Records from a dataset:
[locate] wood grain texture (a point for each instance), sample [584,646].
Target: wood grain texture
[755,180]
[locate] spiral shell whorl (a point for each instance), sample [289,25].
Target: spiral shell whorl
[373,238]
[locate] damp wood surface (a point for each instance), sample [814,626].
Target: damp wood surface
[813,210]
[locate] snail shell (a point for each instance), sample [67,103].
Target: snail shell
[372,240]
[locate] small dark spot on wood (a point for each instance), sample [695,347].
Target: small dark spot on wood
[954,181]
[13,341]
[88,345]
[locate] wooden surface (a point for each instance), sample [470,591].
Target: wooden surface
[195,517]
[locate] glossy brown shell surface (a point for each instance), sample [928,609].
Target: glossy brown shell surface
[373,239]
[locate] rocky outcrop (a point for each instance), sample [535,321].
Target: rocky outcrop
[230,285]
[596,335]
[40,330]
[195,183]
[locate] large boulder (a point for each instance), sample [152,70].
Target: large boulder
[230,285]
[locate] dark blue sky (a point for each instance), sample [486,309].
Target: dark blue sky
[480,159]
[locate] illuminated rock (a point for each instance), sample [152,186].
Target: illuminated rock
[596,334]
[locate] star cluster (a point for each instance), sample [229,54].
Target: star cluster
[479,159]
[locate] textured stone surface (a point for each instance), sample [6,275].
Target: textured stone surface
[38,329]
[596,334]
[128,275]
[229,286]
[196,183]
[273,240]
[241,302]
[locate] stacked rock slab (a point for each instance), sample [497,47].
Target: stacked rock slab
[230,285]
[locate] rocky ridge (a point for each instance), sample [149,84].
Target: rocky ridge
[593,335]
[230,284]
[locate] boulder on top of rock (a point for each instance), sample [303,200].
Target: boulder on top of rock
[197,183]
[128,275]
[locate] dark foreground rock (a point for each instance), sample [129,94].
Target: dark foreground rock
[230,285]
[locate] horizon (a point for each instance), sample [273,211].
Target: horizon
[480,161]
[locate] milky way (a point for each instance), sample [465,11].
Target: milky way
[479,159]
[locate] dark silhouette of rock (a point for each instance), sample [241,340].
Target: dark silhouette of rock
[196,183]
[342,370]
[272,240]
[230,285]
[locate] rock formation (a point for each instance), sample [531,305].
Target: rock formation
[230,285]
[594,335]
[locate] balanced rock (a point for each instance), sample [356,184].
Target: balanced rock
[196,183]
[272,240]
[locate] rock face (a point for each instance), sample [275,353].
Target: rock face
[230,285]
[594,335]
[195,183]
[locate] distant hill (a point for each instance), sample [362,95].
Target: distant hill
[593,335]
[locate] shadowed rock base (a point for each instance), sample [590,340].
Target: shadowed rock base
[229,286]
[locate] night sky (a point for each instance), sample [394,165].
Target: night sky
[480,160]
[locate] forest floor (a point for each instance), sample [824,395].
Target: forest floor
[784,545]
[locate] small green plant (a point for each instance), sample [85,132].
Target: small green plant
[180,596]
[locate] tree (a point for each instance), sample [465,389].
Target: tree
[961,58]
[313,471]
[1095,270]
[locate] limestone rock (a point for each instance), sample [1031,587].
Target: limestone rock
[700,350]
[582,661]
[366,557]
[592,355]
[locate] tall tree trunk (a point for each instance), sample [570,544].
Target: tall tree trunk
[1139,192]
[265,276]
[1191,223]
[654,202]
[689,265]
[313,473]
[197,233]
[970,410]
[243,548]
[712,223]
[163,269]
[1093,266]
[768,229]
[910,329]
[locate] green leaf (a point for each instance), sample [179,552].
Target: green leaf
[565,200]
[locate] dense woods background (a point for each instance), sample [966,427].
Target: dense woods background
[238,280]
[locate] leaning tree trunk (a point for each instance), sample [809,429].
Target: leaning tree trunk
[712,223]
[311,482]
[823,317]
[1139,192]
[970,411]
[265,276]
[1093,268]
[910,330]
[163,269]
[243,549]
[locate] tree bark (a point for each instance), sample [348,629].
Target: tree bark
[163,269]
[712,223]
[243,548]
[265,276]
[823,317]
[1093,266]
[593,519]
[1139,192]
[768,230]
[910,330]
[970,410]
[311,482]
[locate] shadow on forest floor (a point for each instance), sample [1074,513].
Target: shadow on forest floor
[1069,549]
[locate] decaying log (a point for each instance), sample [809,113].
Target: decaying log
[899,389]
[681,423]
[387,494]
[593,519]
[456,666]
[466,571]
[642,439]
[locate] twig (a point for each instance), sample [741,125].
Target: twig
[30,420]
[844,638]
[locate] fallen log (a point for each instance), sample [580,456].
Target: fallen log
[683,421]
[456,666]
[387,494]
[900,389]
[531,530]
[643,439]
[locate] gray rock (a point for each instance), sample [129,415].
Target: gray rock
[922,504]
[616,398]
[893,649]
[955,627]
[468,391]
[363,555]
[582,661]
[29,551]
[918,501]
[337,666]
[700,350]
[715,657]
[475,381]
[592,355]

Directions for this task: Please rewrite the listing from the first line containing "[locate] decaying log" through the end of the listing, inclusive, swapping "twig" for "small branch" and leaving everything else unchanged.

Correct result:
[locate] decaying log (a point for each instance), sample [809,113].
Target: decaying log
[899,389]
[681,423]
[387,494]
[593,519]
[456,666]
[466,571]
[642,439]
[locate] small branch (a point for each instance), sample [741,125].
Target: small branch
[30,420]
[844,638]
[locate] fallen log (a point for each instance), sample [580,456].
Target: fallen log
[683,421]
[456,666]
[387,494]
[900,389]
[531,530]
[643,439]
[locate] gray rock (a point for each instance), sample [129,415].
Target: gray rock
[922,504]
[616,398]
[893,649]
[955,627]
[468,391]
[363,555]
[582,661]
[29,551]
[918,501]
[337,666]
[700,350]
[715,657]
[475,381]
[592,355]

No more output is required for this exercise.